◆ **WORK REQUIRED**:
The lines to copy are those with "outfield" in them. Pull each one from the entries below.

◆ **GIVEN DATA**:
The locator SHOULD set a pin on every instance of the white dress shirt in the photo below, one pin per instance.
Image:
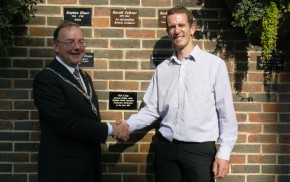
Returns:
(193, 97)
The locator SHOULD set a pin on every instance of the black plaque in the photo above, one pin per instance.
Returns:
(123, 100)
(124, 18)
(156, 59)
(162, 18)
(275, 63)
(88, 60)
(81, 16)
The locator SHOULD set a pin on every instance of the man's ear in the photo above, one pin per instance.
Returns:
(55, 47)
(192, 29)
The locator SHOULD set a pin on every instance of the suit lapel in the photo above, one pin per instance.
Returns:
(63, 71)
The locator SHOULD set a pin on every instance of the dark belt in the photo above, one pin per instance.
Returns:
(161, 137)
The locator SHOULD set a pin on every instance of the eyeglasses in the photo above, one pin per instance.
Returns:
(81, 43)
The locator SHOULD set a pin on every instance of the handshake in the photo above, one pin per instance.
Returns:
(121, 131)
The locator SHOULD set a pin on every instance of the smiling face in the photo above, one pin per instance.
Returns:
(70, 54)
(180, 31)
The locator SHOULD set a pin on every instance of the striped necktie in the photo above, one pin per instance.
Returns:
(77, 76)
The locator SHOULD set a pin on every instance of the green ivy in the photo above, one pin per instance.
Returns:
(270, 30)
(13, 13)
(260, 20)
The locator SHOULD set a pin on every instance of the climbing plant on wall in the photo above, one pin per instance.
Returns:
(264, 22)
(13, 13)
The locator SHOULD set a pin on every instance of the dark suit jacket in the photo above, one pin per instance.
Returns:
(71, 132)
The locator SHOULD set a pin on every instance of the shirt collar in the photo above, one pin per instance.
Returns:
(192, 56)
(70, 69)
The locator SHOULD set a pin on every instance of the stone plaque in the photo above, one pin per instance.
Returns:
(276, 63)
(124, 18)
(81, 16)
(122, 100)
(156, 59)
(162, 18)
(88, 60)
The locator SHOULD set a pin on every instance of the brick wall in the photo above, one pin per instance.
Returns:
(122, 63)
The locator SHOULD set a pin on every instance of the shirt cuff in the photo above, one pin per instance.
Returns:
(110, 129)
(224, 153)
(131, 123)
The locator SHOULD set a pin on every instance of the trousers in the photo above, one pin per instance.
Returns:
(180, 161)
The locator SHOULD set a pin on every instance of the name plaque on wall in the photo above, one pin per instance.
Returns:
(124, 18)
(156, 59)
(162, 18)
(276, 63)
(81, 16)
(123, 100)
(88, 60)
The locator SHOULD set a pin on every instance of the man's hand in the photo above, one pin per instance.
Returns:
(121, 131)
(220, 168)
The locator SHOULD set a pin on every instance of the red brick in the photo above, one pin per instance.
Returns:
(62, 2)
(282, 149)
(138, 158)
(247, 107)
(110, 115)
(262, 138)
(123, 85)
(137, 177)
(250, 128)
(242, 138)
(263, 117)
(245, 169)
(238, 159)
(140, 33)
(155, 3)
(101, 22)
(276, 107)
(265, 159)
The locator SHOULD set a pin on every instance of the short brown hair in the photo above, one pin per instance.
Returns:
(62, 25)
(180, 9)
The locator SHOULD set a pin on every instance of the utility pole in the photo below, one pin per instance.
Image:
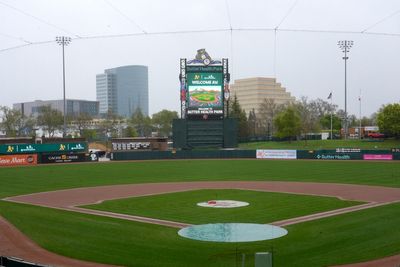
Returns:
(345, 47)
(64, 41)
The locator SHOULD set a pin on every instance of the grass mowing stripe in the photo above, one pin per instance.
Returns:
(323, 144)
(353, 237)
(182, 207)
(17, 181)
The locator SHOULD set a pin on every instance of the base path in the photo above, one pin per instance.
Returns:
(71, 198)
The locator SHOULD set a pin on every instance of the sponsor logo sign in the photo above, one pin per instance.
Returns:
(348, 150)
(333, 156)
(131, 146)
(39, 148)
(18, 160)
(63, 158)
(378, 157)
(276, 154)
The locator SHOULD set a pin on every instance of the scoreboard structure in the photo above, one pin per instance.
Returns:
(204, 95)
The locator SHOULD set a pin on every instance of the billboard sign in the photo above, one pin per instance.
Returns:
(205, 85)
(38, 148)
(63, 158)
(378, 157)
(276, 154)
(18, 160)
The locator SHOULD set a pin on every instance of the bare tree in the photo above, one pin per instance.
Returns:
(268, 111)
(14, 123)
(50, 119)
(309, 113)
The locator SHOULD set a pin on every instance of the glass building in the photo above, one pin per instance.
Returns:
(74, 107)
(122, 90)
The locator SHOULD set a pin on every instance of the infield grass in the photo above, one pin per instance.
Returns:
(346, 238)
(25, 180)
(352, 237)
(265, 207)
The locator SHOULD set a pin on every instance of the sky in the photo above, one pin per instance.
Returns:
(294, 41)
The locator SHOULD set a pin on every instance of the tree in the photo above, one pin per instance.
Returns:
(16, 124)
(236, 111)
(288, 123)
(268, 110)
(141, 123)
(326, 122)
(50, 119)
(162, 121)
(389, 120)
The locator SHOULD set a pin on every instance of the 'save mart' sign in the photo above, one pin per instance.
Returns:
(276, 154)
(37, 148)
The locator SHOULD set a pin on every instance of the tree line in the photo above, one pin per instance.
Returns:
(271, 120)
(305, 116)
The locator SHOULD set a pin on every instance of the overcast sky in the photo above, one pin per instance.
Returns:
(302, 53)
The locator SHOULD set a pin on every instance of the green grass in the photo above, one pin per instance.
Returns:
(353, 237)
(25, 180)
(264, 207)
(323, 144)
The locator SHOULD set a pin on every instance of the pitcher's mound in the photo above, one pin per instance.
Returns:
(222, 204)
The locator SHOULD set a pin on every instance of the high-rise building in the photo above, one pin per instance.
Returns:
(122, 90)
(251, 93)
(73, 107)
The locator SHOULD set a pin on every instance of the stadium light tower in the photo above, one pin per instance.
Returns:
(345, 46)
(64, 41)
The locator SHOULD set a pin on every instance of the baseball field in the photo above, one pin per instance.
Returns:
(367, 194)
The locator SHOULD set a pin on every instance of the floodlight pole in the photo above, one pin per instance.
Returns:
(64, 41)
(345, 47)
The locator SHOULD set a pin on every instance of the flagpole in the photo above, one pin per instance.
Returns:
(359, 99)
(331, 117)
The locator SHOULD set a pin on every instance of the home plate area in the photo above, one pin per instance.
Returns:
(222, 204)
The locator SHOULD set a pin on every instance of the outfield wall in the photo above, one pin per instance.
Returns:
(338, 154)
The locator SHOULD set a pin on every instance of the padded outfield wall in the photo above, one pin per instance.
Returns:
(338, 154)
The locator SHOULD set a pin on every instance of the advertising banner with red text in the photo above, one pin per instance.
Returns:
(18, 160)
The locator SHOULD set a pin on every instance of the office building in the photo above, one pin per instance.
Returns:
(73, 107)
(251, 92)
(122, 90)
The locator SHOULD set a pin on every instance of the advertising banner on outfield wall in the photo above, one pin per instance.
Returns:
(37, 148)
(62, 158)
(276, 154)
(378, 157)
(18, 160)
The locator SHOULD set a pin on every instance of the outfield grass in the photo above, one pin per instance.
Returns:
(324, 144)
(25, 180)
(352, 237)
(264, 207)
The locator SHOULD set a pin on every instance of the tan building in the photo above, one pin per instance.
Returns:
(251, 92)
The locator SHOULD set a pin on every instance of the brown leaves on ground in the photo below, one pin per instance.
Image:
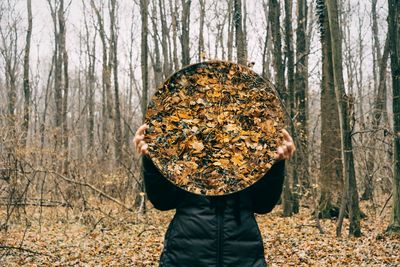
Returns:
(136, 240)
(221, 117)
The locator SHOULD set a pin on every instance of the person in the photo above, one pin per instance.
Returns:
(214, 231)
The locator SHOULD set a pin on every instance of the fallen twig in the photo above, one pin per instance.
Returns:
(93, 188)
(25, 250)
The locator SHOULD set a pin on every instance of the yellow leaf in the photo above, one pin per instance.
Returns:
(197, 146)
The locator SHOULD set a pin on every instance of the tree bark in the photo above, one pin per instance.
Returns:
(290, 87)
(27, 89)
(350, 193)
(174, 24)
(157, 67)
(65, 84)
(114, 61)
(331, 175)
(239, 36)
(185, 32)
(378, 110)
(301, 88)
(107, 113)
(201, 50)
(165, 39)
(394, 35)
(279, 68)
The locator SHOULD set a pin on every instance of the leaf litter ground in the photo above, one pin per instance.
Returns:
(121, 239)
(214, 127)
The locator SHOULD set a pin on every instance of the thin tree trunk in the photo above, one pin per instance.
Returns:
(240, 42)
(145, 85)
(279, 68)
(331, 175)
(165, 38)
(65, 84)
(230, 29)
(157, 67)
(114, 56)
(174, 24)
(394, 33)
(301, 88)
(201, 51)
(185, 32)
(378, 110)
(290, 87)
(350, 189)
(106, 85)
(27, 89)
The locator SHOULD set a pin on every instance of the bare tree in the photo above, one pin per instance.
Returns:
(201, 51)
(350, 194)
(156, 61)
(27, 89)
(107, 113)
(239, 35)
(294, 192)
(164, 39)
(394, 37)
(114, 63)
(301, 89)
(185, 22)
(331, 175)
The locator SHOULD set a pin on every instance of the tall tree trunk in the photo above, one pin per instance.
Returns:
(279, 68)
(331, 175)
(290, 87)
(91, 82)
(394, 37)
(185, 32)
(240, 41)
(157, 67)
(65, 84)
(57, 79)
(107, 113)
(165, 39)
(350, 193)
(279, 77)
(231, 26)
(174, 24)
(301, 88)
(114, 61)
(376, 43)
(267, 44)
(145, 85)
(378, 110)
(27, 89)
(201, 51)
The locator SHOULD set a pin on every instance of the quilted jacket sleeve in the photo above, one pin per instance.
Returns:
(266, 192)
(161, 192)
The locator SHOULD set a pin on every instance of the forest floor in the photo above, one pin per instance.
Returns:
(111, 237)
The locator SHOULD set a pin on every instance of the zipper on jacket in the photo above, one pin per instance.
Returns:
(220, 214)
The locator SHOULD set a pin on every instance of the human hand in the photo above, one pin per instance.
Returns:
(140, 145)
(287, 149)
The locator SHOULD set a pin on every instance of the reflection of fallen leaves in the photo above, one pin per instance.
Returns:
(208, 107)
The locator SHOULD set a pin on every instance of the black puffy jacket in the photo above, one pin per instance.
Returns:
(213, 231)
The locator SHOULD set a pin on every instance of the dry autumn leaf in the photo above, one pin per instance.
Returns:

◆ **WRITTEN ANSWER**:
The locator SHOULD set a pin on every instance of the outfield wall in the photo above, one pin per instance.
The locator SHOULD set a pin on every instance of the padded outfield wall in the photo above, one pin per instance.
The locator SHOULD set a pin on every instance of the advertising banner on outfield wall in the photo above, one pin per instance.
The locator SHOULD set a pin on every instance of the outfield grass in the photo above, one pin per instance.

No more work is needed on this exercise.